(Material excerpted from a collection)
******

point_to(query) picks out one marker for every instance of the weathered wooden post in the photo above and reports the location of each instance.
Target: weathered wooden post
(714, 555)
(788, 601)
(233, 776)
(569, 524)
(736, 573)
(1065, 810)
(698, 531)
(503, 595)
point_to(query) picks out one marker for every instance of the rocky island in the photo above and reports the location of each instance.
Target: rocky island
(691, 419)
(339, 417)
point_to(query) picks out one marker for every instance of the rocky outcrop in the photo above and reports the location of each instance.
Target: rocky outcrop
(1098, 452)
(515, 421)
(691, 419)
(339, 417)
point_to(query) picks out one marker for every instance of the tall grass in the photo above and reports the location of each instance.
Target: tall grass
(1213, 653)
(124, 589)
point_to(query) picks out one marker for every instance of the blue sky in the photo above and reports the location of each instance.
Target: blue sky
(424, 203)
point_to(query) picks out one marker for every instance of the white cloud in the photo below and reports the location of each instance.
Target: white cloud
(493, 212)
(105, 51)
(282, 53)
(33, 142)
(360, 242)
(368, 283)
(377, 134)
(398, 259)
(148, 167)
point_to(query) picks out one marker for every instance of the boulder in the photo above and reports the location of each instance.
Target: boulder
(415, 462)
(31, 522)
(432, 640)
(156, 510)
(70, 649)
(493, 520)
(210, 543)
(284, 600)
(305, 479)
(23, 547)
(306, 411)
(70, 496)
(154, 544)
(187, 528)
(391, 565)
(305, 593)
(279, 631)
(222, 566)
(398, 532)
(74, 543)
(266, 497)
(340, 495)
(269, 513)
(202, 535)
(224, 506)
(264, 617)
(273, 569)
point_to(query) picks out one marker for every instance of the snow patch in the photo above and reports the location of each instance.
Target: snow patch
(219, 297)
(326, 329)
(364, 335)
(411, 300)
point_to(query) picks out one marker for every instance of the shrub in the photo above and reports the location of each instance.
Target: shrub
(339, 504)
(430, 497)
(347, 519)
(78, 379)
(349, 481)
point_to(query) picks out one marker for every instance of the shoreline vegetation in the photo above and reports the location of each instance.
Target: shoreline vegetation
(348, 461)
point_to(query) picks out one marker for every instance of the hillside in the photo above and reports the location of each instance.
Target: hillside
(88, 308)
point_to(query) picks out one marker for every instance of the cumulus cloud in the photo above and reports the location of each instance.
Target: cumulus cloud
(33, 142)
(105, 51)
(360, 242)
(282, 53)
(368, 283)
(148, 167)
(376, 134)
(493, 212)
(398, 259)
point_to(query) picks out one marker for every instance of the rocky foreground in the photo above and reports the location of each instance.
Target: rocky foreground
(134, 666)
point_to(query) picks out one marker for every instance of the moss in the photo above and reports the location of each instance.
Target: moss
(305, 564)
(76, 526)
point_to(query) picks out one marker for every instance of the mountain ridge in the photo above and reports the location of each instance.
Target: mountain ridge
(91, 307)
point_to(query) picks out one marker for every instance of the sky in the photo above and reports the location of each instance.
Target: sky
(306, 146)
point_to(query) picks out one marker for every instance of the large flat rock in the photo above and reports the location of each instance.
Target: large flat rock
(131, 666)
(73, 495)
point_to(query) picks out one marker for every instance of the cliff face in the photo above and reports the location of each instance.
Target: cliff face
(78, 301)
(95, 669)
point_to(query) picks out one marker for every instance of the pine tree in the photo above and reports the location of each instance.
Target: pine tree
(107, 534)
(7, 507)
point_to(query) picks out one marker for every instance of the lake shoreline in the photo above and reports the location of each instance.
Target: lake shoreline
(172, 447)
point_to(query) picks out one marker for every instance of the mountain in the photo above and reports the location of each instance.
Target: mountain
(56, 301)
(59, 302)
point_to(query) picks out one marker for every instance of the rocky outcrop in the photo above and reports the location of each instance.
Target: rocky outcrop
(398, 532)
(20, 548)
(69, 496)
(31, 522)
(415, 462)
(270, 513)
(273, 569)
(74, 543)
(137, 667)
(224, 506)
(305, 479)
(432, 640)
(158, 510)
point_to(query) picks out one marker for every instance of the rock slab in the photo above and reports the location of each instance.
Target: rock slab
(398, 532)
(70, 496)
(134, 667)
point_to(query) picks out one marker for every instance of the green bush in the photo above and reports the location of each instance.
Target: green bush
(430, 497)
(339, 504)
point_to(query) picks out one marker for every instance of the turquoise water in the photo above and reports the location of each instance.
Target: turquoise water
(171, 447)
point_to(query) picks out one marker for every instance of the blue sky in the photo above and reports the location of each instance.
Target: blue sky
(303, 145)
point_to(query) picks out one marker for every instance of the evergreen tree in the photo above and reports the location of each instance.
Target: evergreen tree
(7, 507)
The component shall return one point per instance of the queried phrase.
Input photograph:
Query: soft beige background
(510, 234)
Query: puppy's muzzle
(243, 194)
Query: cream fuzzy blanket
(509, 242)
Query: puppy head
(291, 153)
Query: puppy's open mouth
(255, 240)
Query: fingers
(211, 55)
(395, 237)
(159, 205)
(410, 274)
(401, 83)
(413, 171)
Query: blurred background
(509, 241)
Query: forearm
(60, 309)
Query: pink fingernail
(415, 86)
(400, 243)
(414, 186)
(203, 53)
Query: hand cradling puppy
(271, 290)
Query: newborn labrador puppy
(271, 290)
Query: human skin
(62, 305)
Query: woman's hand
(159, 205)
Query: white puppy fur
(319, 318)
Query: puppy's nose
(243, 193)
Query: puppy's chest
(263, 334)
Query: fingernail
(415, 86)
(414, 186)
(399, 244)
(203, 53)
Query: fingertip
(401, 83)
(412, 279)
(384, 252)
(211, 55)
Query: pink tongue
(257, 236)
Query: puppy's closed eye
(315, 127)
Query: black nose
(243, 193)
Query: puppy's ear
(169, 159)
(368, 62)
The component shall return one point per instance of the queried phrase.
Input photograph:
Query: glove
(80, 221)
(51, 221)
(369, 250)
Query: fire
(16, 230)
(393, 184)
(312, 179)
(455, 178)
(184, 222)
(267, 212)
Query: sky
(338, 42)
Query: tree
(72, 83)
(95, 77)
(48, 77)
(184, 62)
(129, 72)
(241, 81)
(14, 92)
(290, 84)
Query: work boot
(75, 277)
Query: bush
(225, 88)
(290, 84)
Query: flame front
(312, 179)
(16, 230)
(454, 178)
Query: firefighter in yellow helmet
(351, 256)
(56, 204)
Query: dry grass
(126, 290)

******

### Exercise instructions:
Copy out the material above, from the line containing "Query: work boot" through the end, with both ends included and every line unchanged.

### Written solution:
Query: work boot
(75, 277)
Query: bush
(225, 88)
(290, 84)
Query: flame front
(312, 179)
(16, 230)
(454, 178)
Query: firefighter in yellow helmet
(351, 256)
(56, 204)
Query: dry grass
(126, 290)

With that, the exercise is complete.